Task objective:
Answer these questions using the article on job fulfillment below:
(a) According to the 2024 Gallup report, what percentage of people globally are actively disengaged at work?
(b) What does the article call dissatisfaction?
(c) In the diagram, what does a lack of time lead to?

How to Find Fulfillment When Your Job Doesn’t Provide It

What to do when your work feels meaningless—but quitting isn’t an option (yet).

I can’t tell you how many conversations I’ve had with friends and readers who feel stuck in jobs that don’t fulfill them. They’re not necessarily in toxic work environments or dealing with poor treatment (although that happens too—it’s the main cause of dissatisfaction at work). More often, they’re simply bored, feel undervalued, or think their work doesn’t matter.

They’re not alone. A 2024 Gallup report found that 62 percent of people globally are not engaged at work, and another 15 percent are actively disengaged. That means nearly 8 in 10 people feel checked out while on the clock.

Our job enables us to provide for ourselves and our families, but that can make us feel all the more shackled to a work situation that makes us miserable or unfulfilled. Are we meant to suck it up? Do we just have to accept the fact that not everyone gets to have a fulfilling job?

No. Even when your job doesn’t seem meaningful, you can still create meaning. Fulfillment doesn’t have to be something your job gives you. It can be something you bring to your job.

What Happens When Your Work Feels Meaningless

When we don’t feel good at work, we don’t feel good, period. Dissatisfaction at work tends to seep into other parts of our lives, affecting our self-worth and our relationships. Ironically, feeling unfulfilled often makes us worse at our jobs. It also tends to cause work to take over other domains of our lives.

Dissatisfaction is a powerful internal trigger—a negative feeling that drives us to distraction. The drive to relieve discomfort, including the emotional kind, is the root cause of all our behavior, and distraction is one way our brains attempt to deal with that discomfort. At work, when you feel bored with your tasks, undervalued by your boss or coworkers, or regretful that you didn’t choose another career path when you had the chance, you’ll seek relief from that discomfort. So you start scrolling your phone or obsessively checking email, doing anything other than what you’re supposed to be doing.

You may waste away the whole workday thanks to distraction. The projects that you should have worked on during office hours, you’ll now have to work on in the evening, when you could be spending time with family or friends or hobbies. This is how the vicious cycle of distraction functions.

Diagram of a circular path where Distraction leads to a Lack of Time which leads to Frustration, which leads back to Distraction.

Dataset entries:
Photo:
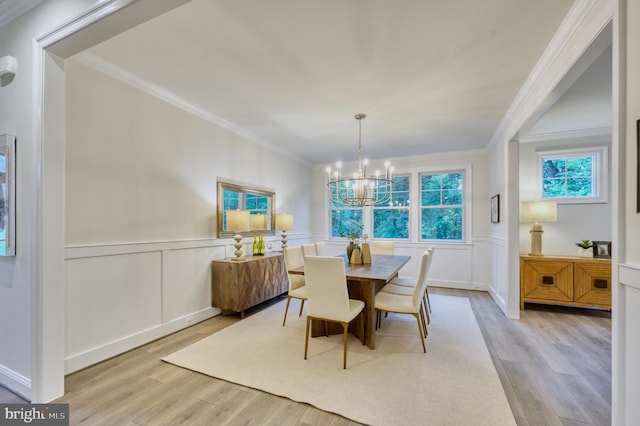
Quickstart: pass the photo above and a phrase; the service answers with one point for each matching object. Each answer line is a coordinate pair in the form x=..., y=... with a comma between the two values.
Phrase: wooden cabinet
x=573, y=281
x=238, y=285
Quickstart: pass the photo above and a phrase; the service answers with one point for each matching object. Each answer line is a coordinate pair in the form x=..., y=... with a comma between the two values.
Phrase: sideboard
x=237, y=285
x=572, y=281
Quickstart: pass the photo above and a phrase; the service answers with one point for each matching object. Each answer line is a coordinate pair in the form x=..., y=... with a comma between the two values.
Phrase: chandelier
x=359, y=190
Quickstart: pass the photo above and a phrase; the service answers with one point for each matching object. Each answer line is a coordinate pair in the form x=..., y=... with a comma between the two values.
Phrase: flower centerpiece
x=585, y=248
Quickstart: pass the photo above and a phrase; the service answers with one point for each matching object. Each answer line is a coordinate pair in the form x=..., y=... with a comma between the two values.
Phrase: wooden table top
x=383, y=267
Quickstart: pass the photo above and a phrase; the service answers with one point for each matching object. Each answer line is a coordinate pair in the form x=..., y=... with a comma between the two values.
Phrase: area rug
x=454, y=383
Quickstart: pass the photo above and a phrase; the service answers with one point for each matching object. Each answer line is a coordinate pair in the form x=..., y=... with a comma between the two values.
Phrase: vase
x=350, y=248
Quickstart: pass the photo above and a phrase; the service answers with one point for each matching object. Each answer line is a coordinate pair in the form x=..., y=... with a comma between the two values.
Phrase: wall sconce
x=535, y=212
x=284, y=222
x=238, y=221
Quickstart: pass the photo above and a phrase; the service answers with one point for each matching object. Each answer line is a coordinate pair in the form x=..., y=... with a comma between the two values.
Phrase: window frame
x=410, y=215
x=600, y=173
x=414, y=206
x=464, y=206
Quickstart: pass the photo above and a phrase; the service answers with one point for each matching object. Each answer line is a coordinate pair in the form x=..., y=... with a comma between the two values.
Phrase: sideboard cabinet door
x=239, y=285
x=572, y=281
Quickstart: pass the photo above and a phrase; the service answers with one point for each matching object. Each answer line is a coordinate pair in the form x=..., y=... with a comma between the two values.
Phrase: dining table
x=364, y=280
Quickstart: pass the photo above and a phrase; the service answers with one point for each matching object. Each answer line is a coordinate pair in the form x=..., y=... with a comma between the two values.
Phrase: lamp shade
x=538, y=211
x=284, y=222
x=258, y=222
x=238, y=220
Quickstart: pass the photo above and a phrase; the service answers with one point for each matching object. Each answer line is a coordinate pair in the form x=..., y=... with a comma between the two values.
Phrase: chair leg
x=306, y=338
x=425, y=302
x=345, y=325
x=423, y=321
x=286, y=310
x=422, y=337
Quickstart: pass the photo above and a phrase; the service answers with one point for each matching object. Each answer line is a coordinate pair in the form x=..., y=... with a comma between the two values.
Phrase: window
x=392, y=220
x=257, y=204
x=573, y=175
x=441, y=206
x=345, y=220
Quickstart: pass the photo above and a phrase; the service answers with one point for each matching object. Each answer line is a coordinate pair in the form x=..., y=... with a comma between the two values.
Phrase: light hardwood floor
x=554, y=364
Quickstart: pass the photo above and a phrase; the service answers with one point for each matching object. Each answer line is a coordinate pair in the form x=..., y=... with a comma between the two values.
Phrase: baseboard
x=498, y=300
x=15, y=382
x=459, y=285
x=95, y=355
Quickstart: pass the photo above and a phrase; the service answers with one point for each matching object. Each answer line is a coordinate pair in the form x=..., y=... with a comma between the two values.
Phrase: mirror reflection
x=259, y=202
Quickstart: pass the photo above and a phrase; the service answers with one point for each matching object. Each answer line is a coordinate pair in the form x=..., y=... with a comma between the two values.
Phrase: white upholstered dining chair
x=328, y=297
x=406, y=285
x=382, y=247
x=293, y=258
x=408, y=303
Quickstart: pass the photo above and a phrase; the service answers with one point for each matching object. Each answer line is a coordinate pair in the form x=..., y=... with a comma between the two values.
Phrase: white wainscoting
x=628, y=312
x=121, y=296
x=498, y=279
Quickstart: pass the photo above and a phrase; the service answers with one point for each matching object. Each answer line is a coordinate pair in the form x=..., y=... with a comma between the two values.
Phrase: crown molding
x=581, y=26
x=596, y=132
x=109, y=68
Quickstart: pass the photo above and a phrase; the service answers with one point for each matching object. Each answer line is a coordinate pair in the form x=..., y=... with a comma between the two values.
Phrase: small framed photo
x=602, y=249
x=495, y=208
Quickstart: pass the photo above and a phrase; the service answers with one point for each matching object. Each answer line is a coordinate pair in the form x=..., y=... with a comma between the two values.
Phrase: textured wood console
x=573, y=281
x=238, y=285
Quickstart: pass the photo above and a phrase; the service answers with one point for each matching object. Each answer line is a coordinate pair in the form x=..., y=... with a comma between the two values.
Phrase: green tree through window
x=441, y=206
x=392, y=220
x=568, y=177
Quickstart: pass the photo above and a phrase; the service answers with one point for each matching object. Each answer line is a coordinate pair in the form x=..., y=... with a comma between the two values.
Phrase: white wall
x=626, y=329
x=576, y=222
x=17, y=274
x=140, y=204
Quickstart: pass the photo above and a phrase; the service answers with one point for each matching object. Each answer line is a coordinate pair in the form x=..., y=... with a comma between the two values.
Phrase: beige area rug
x=454, y=383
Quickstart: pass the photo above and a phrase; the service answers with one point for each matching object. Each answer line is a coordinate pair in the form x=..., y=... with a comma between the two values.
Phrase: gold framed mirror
x=259, y=201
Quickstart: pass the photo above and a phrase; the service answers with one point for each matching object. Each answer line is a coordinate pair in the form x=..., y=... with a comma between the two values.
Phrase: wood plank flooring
x=554, y=364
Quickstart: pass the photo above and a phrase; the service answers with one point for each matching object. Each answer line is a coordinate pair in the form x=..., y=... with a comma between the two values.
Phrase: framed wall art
x=7, y=195
x=602, y=249
x=495, y=208
x=638, y=166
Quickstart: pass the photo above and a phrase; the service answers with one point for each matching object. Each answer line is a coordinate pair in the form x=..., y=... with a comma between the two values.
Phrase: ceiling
x=432, y=76
x=13, y=9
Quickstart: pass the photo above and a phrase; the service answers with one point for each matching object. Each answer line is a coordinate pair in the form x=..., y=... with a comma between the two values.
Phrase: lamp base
x=238, y=246
x=536, y=240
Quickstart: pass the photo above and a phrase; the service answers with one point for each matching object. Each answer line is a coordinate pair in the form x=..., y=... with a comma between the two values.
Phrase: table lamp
x=284, y=223
x=535, y=212
x=238, y=221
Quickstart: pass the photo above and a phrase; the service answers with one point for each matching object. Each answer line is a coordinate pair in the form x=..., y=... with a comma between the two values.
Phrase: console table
x=238, y=285
x=572, y=281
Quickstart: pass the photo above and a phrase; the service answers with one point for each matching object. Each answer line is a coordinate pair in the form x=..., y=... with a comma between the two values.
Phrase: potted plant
x=585, y=248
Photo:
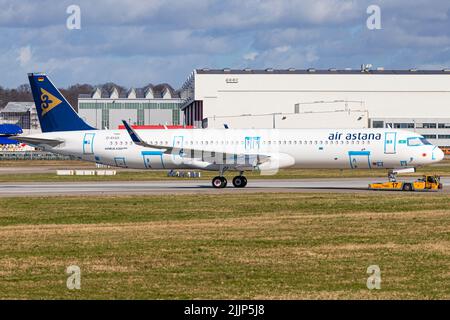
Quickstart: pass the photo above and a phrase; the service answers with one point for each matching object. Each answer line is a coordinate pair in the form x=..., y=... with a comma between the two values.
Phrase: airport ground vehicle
x=426, y=183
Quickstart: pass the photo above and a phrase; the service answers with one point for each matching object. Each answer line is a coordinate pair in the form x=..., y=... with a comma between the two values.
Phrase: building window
x=403, y=125
x=426, y=125
x=377, y=124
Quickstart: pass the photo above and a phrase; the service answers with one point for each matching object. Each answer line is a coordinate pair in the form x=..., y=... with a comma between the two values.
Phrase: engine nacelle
x=274, y=163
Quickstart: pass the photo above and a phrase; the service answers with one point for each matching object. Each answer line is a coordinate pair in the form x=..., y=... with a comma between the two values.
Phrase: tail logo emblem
x=48, y=101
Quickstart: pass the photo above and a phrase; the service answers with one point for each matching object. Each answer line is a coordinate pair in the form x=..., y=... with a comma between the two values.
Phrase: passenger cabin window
x=417, y=141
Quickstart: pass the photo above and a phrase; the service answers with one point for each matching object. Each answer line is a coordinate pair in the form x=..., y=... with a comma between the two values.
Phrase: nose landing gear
x=239, y=181
x=219, y=182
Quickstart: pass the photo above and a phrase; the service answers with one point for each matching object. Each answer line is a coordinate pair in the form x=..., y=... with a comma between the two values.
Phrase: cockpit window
x=425, y=141
x=417, y=141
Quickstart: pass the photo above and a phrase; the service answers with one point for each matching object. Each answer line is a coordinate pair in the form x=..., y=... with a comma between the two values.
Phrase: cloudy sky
x=135, y=42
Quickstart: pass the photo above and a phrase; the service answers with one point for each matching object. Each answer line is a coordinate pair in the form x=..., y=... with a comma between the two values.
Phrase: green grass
x=149, y=175
x=235, y=246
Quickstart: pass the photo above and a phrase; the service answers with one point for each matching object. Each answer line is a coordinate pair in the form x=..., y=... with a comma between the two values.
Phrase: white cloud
x=251, y=56
x=25, y=56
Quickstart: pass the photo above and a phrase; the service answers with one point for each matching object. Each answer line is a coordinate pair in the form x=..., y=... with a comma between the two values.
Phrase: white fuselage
x=296, y=148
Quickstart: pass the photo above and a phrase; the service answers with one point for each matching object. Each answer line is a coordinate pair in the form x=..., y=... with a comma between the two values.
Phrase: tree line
x=23, y=93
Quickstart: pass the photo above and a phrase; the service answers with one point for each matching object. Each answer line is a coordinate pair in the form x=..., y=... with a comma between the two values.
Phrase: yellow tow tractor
x=426, y=183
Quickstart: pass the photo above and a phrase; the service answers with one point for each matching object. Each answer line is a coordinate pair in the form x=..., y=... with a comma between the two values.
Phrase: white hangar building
x=417, y=100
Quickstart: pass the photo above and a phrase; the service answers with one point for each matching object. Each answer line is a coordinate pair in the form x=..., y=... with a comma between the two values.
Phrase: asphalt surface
x=192, y=186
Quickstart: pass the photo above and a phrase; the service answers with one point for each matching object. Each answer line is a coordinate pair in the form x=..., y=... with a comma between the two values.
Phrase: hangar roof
x=320, y=71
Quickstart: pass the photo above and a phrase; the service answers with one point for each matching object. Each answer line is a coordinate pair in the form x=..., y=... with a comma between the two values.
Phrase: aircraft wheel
x=239, y=181
x=219, y=182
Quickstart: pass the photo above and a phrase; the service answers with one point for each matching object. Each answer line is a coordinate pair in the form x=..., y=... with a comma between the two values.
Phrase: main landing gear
x=221, y=182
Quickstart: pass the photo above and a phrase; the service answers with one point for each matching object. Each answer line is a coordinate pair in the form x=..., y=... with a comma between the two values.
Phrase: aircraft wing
x=37, y=141
x=239, y=160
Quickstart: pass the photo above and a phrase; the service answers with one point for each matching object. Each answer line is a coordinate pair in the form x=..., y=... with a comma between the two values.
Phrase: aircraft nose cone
x=438, y=154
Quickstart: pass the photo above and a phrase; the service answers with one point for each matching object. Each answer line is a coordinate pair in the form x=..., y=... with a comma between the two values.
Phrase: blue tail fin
x=54, y=112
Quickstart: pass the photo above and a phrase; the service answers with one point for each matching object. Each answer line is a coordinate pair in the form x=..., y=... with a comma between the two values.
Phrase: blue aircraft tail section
x=54, y=112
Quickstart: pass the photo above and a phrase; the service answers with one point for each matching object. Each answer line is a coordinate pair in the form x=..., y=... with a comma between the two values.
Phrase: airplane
x=240, y=150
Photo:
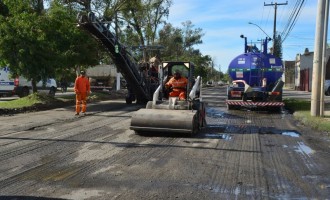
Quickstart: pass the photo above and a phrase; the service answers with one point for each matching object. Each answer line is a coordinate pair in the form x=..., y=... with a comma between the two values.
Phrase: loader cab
x=168, y=70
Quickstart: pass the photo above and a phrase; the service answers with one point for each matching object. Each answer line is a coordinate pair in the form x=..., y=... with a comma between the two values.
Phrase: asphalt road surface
x=242, y=154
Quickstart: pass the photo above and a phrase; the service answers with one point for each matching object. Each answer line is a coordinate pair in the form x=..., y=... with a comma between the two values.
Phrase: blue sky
x=223, y=21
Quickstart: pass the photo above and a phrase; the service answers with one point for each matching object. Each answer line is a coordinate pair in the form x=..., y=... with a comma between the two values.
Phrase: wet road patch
x=291, y=133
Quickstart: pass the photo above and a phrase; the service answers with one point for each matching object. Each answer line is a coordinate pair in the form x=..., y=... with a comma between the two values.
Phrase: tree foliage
x=278, y=46
x=39, y=44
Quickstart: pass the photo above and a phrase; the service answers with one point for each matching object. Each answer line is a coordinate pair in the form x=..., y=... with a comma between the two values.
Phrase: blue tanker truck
x=256, y=79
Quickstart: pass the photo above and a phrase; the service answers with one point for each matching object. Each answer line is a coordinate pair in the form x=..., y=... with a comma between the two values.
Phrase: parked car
x=21, y=86
x=24, y=87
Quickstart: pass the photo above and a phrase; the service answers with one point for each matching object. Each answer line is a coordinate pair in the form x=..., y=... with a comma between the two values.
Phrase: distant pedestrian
x=82, y=90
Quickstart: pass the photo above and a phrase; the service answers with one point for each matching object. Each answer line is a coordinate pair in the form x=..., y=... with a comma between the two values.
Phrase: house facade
x=304, y=70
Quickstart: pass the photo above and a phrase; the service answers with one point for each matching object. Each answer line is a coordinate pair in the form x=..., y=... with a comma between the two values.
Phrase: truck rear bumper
x=253, y=103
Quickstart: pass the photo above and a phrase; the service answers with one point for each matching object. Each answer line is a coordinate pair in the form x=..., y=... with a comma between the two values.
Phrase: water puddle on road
x=214, y=113
x=218, y=136
x=291, y=133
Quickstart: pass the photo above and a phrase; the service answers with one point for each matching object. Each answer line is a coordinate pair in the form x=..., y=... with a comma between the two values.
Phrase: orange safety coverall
x=179, y=87
x=82, y=90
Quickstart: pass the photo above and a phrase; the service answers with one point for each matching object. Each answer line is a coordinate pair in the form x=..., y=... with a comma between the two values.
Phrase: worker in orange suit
x=82, y=90
x=178, y=85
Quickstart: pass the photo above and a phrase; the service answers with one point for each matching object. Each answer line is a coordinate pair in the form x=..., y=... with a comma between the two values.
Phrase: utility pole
x=319, y=57
x=275, y=13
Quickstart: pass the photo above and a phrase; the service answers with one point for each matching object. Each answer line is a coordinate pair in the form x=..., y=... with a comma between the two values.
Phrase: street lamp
x=245, y=43
x=260, y=29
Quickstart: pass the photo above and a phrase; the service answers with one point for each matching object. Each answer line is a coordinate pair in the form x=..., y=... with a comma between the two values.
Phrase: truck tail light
x=275, y=93
x=235, y=93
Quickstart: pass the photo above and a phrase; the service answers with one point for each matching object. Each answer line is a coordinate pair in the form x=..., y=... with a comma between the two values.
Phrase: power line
x=293, y=19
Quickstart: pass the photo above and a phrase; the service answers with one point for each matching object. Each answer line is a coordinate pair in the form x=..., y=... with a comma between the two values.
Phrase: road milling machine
x=169, y=114
x=162, y=113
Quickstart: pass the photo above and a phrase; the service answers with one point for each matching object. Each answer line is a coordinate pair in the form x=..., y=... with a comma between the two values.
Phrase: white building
x=304, y=70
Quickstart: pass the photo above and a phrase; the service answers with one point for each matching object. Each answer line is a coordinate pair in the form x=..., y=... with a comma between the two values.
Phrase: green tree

Response to this task:
(a) 15 percent.
(b) A powerful internal trigger, a negative feeling that drives us to distraction.
(c) Frustration.